Elections Coming, Greece Will Subsidize Bad Mortgage Loan Payments

FILE - A man walks outside the headquarters of the Bank of Greece, in central Athens, on Monday, Jan. 28, 2019. (AP Photo/Petros Giannakouris)

With Prime Minister and Radical Left SYRIZA leader Alexis Tsipras reneging on promises to help beleaguered homeowners during a more than 8 ½-year long economic crisis, the government now is planning to help some pay mortgages to prevent foreclosures.

Greece plans to pump as much as 1 billion euros ($1.1 billion) into its banks over the next five years by subsidizing a part of households’ mortgage repayments, the financial news agency Bloomberg said, as Tsipras is trying to counter the fallout with elections coming.

Under the plan, some households unable to repay their home loans will restructure their debts with the banks, with the state then paying part of the remaining monthly installments, the news agency said, citing three sources it didn’t identify.

Greece’s four largest banks are buried under some 88.6 billion euros ($100.37 billion) of bad loans, some 40 percent of their portfolios, and with a government official warning they would need another injection of state funds despite a previous 50-billion euro ($56.64 billion) bailout.

The banks have been hounding people to pay mortgages, credit cards and loans although many customers can’t because of repeated pay cuts, tax hikes, slashed pensions and worker firings, with austerity perpetuated by Tsipras, who said he would reverse it.

He also lifted a moratorium on foreclosures that saw banks confiscating homes despite sometimes violent protests in courthouses where auctions were being conducted, leading the government to authorize online seizures.

Breaking another vow, Tsipras also let banks sell off bad loans to vulture collectors continuing to chase debtors, apart from the former ruling New Democracy and its then-partner, the now defunct-PASOK Socialists, who owe 250 million euros ($283.21 million) they aren’t repaying and with immunity given bank officers who ok’d the loans.

The slowdown in mortgage payments has seen banks fall behind targets to cut the number of the bad loans and left them unable to provide business loans, although a number of business loans aren’t being paid either.

A new scheme is aimed at converting  a part of the banks bad loans into performing assets, helping them repair their balance sheets with the annual cost of the subsidy expecting to rise to 200 million euros ($226.57 million,) the report added.

The new framework will support households unable to repay their mortgages who are at risk of losing their primary residence, which could be a political disaster for Tsipras who has fallen far behind New Democracy in polls.

· · · · ·

(Problem set)
[1] In the article on Greece's mortgage subsidy plan, copy the part that opens with the words containing "Breaking another vow, Tsipras" and closes with "being paid either.", but swap "vulture collectors" for "debt buyers".
[2] According to the article on Greece's mortgage subsidy plan, how much in bad loans are Greece's four largest banks buried under?
[3] Write what comes next in the article on Greece's mortgage subsidy plan, picking up after its last sentence.

· · · · ·

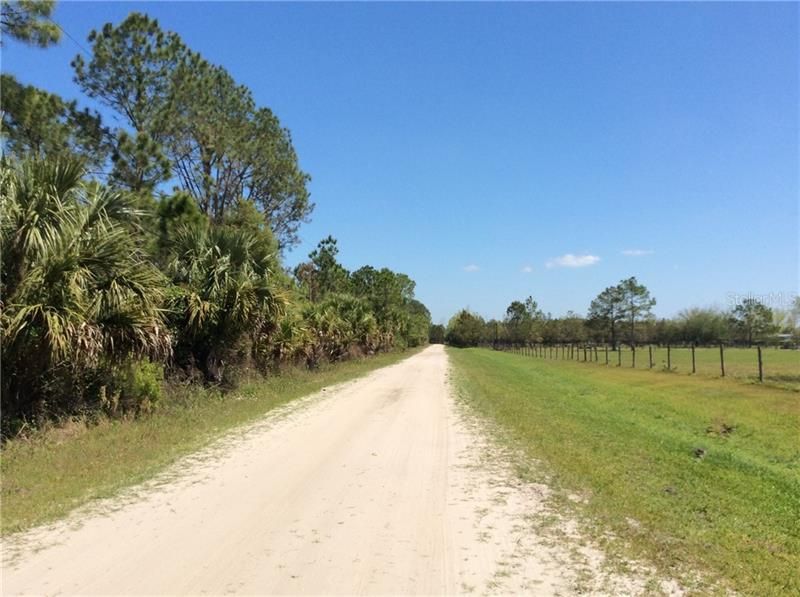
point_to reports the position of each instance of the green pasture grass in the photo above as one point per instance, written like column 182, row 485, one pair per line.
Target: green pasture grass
column 781, row 367
column 46, row 476
column 693, row 473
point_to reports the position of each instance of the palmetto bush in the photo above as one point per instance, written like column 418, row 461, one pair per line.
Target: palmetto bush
column 78, row 295
column 338, row 326
column 223, row 296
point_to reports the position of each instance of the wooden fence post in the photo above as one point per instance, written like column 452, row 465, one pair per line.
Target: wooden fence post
column 760, row 365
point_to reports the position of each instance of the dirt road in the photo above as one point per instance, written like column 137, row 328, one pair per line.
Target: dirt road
column 378, row 486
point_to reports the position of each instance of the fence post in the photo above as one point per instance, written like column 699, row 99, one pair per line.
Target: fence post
column 760, row 365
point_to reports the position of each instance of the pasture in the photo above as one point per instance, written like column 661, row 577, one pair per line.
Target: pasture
column 690, row 472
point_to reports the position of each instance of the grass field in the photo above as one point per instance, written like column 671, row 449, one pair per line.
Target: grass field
column 781, row 367
column 45, row 477
column 692, row 472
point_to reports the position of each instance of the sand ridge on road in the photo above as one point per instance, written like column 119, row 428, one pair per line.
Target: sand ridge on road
column 379, row 487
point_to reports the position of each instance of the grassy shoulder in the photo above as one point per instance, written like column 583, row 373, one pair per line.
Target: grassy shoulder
column 692, row 473
column 45, row 477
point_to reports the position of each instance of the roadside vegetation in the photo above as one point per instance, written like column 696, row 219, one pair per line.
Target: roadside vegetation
column 68, row 465
column 692, row 474
column 151, row 254
column 621, row 330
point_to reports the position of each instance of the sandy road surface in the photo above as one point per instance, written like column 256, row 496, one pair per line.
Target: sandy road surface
column 376, row 486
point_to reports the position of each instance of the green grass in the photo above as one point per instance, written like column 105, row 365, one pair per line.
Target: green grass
column 46, row 476
column 628, row 440
column 781, row 367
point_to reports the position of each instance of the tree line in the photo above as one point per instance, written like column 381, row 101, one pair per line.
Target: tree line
column 623, row 314
column 155, row 248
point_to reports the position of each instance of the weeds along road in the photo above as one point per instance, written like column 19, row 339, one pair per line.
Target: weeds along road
column 376, row 486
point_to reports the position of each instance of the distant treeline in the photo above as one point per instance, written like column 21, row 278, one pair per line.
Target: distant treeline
column 110, row 281
column 623, row 314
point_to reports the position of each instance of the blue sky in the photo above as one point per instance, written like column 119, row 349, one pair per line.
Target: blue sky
column 495, row 151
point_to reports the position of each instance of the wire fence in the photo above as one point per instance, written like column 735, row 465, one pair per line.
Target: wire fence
column 758, row 364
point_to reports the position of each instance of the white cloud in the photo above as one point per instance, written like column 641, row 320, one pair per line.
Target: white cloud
column 570, row 260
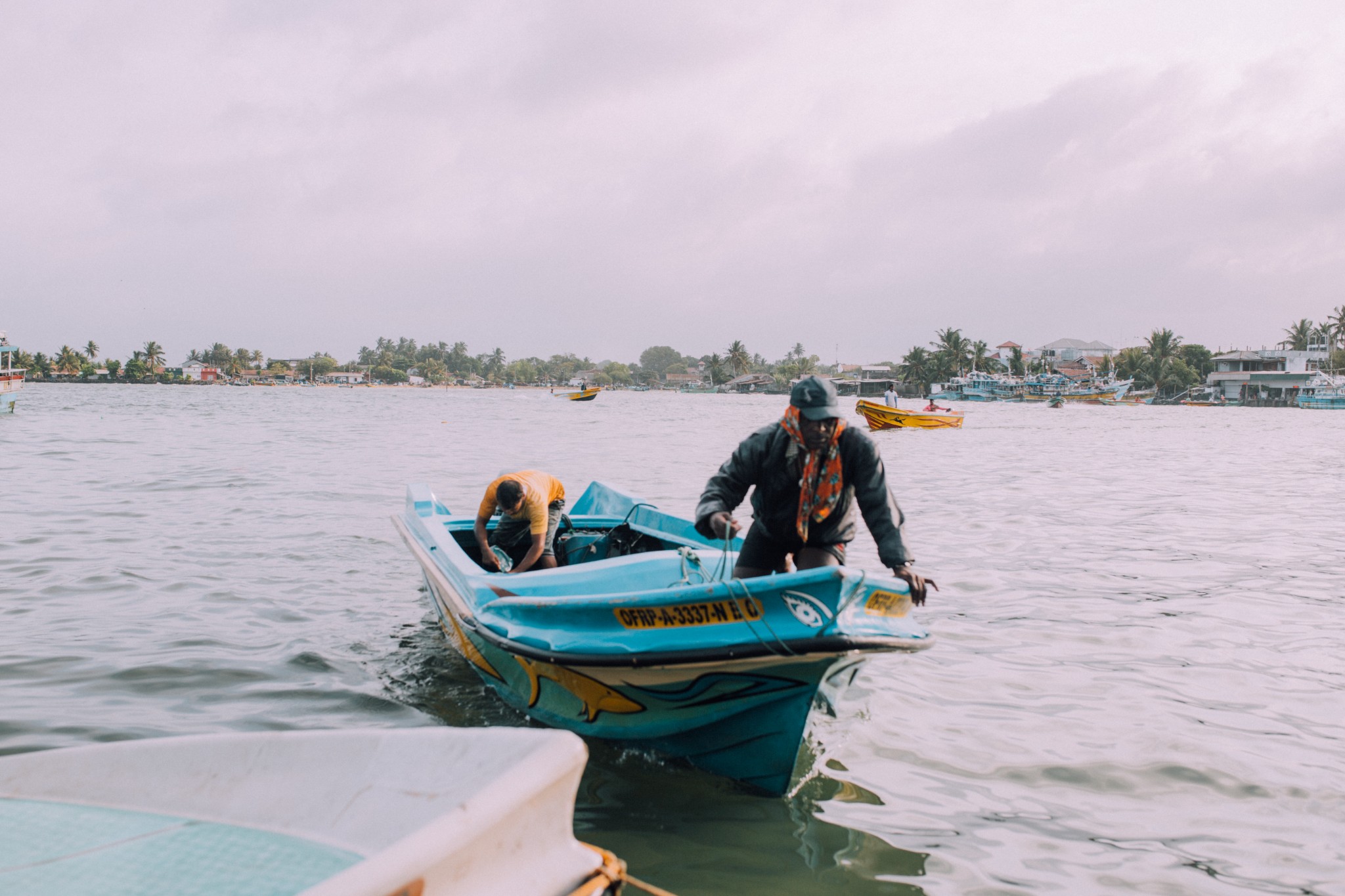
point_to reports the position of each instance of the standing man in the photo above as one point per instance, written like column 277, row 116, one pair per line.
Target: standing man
column 530, row 505
column 810, row 471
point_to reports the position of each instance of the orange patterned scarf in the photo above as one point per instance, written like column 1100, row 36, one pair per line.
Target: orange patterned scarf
column 821, row 486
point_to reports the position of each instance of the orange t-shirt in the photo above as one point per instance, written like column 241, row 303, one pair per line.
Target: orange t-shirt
column 540, row 489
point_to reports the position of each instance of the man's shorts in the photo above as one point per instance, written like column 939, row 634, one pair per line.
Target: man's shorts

· · · · ·

(Task-by-task outputs)
[1]
Breaking another vow, Tsipras also let banks sell off bad loans to debt buyers continuing to chase debtors, apart from the former ruling New Democracy and its then-partner, the now defunct-PASOK Socialists, who owe 250 million euros ($283.21 million) they aren’t repaying and with immunity given bank officers who ok’d the loans.

The slowdown in mortgage payments has seen banks fall behind targets to cut the number of the bad loans and left them unable to provide business loans, although a number of business loans aren’t being paid either.

[2] About 88.6 billion euros ($100.37 billion), some 40 percent of their portfolios.

[3]
There will be income and property conditions for eligibility, while borrowers will lose the subsidy if they miss a payment for more than 90 days and the subsidy could amount to as much as a third of the monthly payment, giving indebted homeowners the same break that the banks got.

The plan, which emulates Cyprus Estia model, could give Tsipras a political boost instead of facing more outrage after he continued – and then increased – the hated ENFIA property tax surcharge he said he would scrap but continued on orders of international lenders.

That was done as one of the conditions to get a third bailout of 86 billion euros ($97.43 billion) in the summer of 2015 from the Troika of the European Union-European Central Bank-European Stability Mechanism (EU-ECB-ESM) he said he would never seek or accept.

Almost 8 billion euros ($9.06 billion) of band loans are currently protected under an expiring law passed in 2010 that prevents foreclosure of some primary residences, according to Bank of Greece’s data.

The government and banks agreed on a replacement framework for protecting primary residences although the Troika still hasn’t signed off on it with the creditors earlier insisting that homes should be taken no matter the political cost and with the plan not allowing across-the-board protection for all homeowners who can’t pay.

Greek banks have committed to reducing bad loans by 60 percent by the end of 2021 with a number of plans being considered, including one from the Bank of Greece that Tsipras rejected as he accused the bank’s Governor, Yannis Stournaras, and nine other political rivals of taking bribes from the Swiss pharmaceutical company Novartis although not a shred of evidence has been produced.